__Selected extract__
____

I was wondering if any type 1's taken valerian root? I have terrible sleeping problems and it's one of the few things I haven't tried (acupuncture, other OTCs, and ambien don't work either).
I tried it the other day and it tanked my morning blood sugar...I felt so awful, I didn't even test, I just had some glucose tablets and waited. It may have just been a coincidence, but I don't get frequent lows or highs in the morning and I didn't do anything out of the ordinary the night before.
Thought I would inquire and see if anyone knows much about interaction between insulin and valerian root. I'm taking Lantus and Humalog if that matters, but neither just before bed. The worst part is, I think the valerian root worked, but if it's interacting with insulin, then I won't be able to use it easily.
*Valerian root has not been studied enough which is why my pharmacist had little information for me at least about the interaction of insulin and some arthritis meds I'm on and I'm waiting to hear back from my doctor.
I'm a T2 and apologise for not being able to give a reply more applicable for your needs....I suffer from the disturbed sleep patterns of fibromyalgia since 1996. I gradually figured out a rotation through Valerian, Motherwort and St John's Wort. They are not totally equivalent, of course, but all are mild sleep aids in part. Now just 6 months ago or so, I found a new aid--really supportive for sleep---"Deep Sleep" from Herbs, etc.....a blend of CA poppy, valerian, passion flower, chamomile, lemon balm, milky oat seed, orange peel......and if you take it in tincture form at roughly the same time as an ounce or two of red wine, it might just work even better.
For me, highs are more of a worry than lows, so please be cautious. But wow!, I am delighted for the help after 15+ years of bad sleep!
thanks for the response. i'll try some combinations of herbs mentioned if the time comes, but i'll have to stay away from the wine. alcohol tends to speed up insulin response so that's out for me.
I'm T1 & have taken valerian at bedtime without it causing lows. Alcohol doesn't speed up insulin, but it causes lows by suppressing glucose release due to alcohol's effect on the liver.

____

__Exercise data__
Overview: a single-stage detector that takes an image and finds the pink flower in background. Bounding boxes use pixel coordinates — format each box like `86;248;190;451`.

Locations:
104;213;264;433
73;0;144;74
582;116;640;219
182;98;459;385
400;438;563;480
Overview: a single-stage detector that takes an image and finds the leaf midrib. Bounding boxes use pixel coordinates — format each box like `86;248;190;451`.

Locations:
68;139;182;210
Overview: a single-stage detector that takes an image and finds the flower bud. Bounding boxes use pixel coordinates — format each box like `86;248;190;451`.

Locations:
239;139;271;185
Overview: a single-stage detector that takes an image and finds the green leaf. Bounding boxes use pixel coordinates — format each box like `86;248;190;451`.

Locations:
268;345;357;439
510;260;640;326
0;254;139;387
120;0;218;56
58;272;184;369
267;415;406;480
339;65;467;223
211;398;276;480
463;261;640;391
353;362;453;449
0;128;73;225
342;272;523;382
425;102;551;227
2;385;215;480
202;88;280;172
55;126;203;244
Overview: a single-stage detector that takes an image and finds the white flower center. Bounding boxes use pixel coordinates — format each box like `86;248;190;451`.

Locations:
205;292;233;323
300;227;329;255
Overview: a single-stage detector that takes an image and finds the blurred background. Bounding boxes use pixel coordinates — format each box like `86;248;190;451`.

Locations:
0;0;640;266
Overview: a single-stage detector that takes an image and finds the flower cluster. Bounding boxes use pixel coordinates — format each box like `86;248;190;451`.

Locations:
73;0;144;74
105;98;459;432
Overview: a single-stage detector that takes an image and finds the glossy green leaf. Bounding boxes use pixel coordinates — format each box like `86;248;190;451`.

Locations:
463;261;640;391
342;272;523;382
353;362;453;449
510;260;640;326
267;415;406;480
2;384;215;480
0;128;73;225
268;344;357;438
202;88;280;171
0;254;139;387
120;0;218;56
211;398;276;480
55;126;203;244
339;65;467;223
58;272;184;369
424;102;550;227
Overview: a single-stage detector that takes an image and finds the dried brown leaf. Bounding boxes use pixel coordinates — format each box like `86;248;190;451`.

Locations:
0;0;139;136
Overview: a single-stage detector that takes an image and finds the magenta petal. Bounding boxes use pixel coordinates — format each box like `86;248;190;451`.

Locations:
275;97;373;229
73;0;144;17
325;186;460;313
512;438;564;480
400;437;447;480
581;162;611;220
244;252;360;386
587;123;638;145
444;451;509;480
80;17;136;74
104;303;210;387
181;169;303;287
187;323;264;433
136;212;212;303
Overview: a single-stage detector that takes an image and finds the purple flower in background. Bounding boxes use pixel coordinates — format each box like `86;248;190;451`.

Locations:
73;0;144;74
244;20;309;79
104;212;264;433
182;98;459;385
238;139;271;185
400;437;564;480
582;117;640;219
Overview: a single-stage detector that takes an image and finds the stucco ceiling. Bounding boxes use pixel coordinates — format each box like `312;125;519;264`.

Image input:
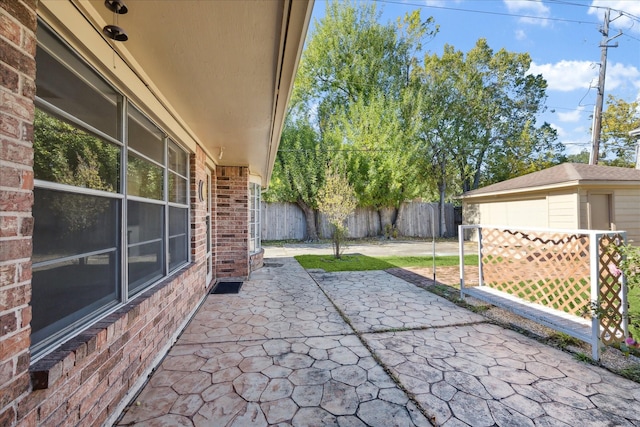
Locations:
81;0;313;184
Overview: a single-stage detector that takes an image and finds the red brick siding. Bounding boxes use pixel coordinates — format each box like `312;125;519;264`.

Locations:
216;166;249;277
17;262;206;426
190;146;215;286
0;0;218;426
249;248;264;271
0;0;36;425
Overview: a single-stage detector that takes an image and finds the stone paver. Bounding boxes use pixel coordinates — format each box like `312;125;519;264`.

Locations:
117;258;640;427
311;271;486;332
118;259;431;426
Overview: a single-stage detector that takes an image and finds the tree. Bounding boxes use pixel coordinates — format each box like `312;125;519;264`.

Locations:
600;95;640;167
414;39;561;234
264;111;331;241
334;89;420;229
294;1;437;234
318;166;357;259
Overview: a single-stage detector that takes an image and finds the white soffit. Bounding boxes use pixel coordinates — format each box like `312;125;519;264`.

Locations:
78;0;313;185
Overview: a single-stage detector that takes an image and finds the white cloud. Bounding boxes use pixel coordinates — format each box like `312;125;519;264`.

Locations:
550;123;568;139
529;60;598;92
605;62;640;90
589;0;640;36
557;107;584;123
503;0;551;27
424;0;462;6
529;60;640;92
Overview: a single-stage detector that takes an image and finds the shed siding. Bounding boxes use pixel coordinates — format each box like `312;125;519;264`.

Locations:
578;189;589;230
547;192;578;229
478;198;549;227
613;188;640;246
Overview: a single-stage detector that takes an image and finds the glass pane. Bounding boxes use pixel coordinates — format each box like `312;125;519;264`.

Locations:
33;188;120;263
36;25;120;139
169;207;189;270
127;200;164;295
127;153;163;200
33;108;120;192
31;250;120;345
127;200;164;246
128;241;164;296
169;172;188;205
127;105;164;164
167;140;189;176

____

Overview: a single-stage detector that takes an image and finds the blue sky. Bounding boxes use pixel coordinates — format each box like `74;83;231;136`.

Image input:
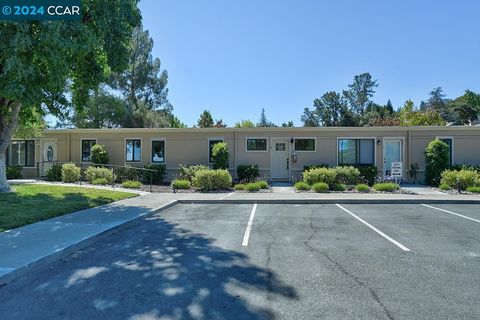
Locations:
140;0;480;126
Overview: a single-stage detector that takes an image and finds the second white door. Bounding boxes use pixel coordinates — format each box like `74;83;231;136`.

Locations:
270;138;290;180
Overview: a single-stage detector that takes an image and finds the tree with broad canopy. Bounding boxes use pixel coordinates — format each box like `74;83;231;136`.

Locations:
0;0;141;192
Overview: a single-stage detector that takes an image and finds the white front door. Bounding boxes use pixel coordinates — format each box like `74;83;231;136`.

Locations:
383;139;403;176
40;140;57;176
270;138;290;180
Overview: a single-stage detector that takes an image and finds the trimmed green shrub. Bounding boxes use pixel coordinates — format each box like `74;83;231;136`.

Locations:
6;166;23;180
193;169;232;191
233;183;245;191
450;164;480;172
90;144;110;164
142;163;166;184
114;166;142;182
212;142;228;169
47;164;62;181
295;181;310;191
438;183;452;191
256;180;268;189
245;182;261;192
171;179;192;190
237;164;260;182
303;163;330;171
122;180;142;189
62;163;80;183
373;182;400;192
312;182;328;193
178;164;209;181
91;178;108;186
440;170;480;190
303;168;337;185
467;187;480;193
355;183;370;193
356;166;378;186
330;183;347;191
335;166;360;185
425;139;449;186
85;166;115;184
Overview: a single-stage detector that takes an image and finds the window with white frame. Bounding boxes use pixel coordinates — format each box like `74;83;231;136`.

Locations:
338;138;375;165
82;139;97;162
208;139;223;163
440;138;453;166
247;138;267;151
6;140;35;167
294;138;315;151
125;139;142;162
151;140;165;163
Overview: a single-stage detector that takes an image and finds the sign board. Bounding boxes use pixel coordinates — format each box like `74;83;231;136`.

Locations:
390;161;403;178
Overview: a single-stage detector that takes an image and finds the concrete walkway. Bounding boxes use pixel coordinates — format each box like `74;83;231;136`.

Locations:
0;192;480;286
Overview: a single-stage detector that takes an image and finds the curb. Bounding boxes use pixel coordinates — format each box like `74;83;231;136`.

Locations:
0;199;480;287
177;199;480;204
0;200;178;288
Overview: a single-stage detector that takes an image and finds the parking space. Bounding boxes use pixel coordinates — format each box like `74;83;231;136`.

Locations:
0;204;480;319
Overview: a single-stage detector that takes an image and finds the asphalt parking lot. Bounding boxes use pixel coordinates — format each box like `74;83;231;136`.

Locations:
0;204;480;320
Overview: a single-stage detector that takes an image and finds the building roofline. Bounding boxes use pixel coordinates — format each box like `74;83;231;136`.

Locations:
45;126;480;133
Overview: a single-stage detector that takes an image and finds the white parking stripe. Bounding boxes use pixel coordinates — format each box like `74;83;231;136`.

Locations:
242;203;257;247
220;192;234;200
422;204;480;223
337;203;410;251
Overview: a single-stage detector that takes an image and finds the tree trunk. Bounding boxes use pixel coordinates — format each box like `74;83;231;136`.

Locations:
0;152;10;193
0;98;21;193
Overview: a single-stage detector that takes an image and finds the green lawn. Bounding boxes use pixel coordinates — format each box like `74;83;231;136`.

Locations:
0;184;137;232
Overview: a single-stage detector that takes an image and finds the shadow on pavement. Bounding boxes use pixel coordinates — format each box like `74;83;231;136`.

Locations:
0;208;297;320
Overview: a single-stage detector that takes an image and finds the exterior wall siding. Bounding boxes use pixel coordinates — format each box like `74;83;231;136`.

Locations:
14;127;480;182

____

__Exercise goal__
Output the valerian root thread's wording between "I'm a T2 and" and "work even better.", inclusive, copied without any change. Draw only on the valerian root thread, not on the listing.

__Output of the task__
I'm a T2 and apologise for not being able to give a reply more applicable for your needs....I suffer from the disturbed sleep patterns of fibromyalgia since 1996. I gradually figured out a rotation through Valerian, Motherwort and St John's Wort. They are not totally equivalent, of course, but all are mild sleep aids in part. Now just 6 months ago or so, I found a new aid--really supportive for sleep---"Deep Sleep" from Herbs, etc.....a blend of CA poppy, valerian, passion flower, chamomile, lemon balm, milky oat seed, orange peel......and if you take it in tincture form at roughly the same time as an ounce or two of red wine, it might just work even better.